[START Information provided]

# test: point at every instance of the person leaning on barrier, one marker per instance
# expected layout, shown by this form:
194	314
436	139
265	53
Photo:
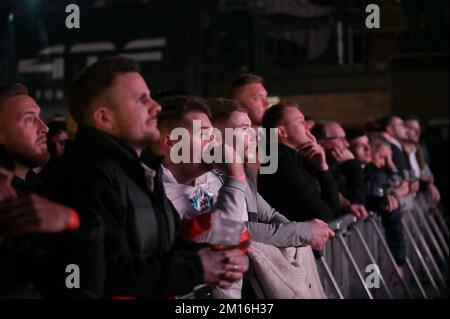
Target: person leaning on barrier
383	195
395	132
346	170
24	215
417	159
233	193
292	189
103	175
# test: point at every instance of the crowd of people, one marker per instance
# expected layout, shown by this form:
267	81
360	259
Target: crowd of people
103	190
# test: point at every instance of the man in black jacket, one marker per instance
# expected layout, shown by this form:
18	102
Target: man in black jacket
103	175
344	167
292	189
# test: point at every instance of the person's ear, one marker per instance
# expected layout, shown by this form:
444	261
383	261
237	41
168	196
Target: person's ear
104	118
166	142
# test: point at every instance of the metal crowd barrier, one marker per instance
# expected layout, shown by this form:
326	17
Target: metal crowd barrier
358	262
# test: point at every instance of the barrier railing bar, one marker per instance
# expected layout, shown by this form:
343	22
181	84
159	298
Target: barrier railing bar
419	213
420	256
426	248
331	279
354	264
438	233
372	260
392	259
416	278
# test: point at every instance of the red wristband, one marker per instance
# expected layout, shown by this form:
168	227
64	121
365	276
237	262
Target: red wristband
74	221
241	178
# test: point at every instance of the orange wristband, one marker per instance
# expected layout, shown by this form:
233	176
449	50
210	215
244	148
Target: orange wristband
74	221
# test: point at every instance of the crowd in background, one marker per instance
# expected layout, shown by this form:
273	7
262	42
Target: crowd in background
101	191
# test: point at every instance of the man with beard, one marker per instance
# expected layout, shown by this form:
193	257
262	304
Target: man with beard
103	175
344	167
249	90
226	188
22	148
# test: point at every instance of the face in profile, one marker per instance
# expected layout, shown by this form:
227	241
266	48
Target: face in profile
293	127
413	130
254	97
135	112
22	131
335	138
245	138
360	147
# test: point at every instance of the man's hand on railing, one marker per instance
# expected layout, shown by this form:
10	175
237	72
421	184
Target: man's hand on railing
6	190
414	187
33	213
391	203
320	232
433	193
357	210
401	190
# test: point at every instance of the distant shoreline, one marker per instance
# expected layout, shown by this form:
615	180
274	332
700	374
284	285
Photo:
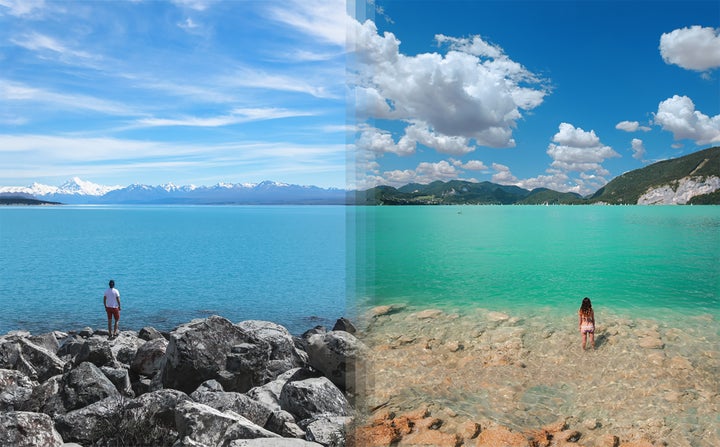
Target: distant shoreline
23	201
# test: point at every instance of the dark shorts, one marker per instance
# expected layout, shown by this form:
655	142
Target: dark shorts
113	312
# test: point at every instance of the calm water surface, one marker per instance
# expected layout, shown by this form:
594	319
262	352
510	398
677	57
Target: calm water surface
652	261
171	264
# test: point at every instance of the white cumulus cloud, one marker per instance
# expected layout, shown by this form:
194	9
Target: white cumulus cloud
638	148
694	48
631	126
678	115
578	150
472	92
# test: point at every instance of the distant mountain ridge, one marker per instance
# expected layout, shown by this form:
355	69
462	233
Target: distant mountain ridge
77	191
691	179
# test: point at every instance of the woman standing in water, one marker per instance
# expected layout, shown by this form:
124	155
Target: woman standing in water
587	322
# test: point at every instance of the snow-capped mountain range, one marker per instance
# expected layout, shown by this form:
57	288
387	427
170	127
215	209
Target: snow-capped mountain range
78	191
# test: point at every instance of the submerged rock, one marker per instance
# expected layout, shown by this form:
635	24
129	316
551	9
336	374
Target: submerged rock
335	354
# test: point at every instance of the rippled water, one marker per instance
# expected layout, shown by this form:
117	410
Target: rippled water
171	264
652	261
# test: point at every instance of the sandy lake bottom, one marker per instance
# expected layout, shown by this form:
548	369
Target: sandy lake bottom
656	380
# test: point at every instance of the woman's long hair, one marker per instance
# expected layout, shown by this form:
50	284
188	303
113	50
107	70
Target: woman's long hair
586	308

[END Information provided]

▶ _Task to complete_: Rewrite all of the records with "marker" swapped for "dot" wherever it occurs, changing nothing else. Omit the pictures from your version.

▶ _Completed exercise_:
# test: point at every instance of the person leaning on barrier, one dot per instance
# expected layout, shown by this form:
194	314
436	139
265	53
Photo:
Target: person leaning on barrier
383	195
395	132
346	170
24	215
417	159
233	193
292	189
103	175
# test: point at every instance of the crowd of people, one dot per instance
# expected layout, shown by this form:
267	81
360	259
Target: crowd of people
103	190
# test: point at every instance of the man in black jacket, one dot per instance
# expected layout, shown by this form:
18	102
Target: man in black jacket
103	175
344	167
292	189
# test: point at every instance of the person's ear, one dot per instance
# expected layout, shown by this form:
444	261
383	261
237	41
168	196
Target: person's ear
104	118
166	142
# test: point at every instance of the metal crowd barrier, one dot per instance
# expected layout, shown by this form:
326	17
Target: metal crowd barrier
358	262
# test: point at every instance of the barrier railing bar, one dot per instance
# expected layout, shown by this form:
343	22
181	84
159	298
Target: barrier railing bar
419	213
420	256
426	248
331	279
354	264
438	233
372	260
392	259
416	278
# test: point at every instance of the red wristband, one dot per instance
# expected layout, shown by this form:
168	227
64	121
365	276
237	262
Target: red wristband
74	221
241	178
# test: point at every instance of the orange wristband, one dot per instance
# expected layout, shown by this form:
233	176
449	50
210	215
244	148
Target: orange wristband
74	221
# test: point at every instance of the crowd in background, one dot per instance
# expected layout, shown by this form:
273	7
262	42
Target: crowd in background
101	191
# test: point at every instance of the man with beard, one dot per instance
# expected layout, shown by this form:
193	257
262	304
Target: man with beard
103	175
344	167
249	90
226	188
22	148
# test: point at every instance of the face in profile, one dot per instance
# expected layout, shown by this form:
227	241
266	48
Target: face in profile
293	127
413	130
254	97
135	112
22	131
335	138
245	138
360	147
# test: point at every instance of the man's hand on railing, one dot per instance
# expected layout, shown by this form:
10	175
237	72
421	184
Target: man's hand on railing
6	190
414	187
33	213
391	203
320	232
433	193
357	210
401	190
# test: point at every instance of the distant shoreline, one dot per instance
# expected layout, shown by this form:
615	180
274	332
700	374
284	285
Photo:
Target: distant shoreline
23	201
# test: point at every instance of the dark shorts, one dot per instance
# expected layout, shown by this form:
655	142
Target: dark shorts
113	312
# test: point at every instance of the calm water surface, one dot per instance
# expected layout, shown by this form:
594	319
262	352
510	398
677	57
Target: calm water surface
652	261
171	264
# test: point at every instance of the white cumulus cloud, one dot per instance
# expected layout, shown by this form:
194	9
Target: white cumulus cloud
638	148
694	48
631	126
678	115
578	150
472	92
# test: point at every instance of the distant mountain ridge, one dot per instance
# expected layout, shown by this form:
355	69
462	233
Target: distant mountain ridge
77	191
691	179
# test: point at every instance of the woman standing in water, one dot per instance
# expected layout, shown by this form:
124	155
Target: woman standing in water
587	322
# test: point at every instance of the snow-capped mountain range, one dot per instance
# expected layout, shown by this form:
57	288
387	427
170	127
215	209
Target: snow-capped mountain range
78	191
# test: point at every instance of the submerged rock, one dot per instance
# expected layout, shown by this form:
635	24
129	316
551	9
336	374
Target: submerged rock
335	354
# test: point at every instance of the rippled water, one dot per instance
# expected layout, shown by this form:
117	410
Target: rippled water
171	264
652	261
# test: point at every instance of the sandy lake bottom, one dot per instance
# expected layout, shown by this form:
548	369
Target: sandy lake bottom
656	380
# test: point at every instance of the woman's long hair, one dot per instance
# expected layout, shown by this form:
50	284
188	303
113	50
107	70
Target: woman's long hair
586	308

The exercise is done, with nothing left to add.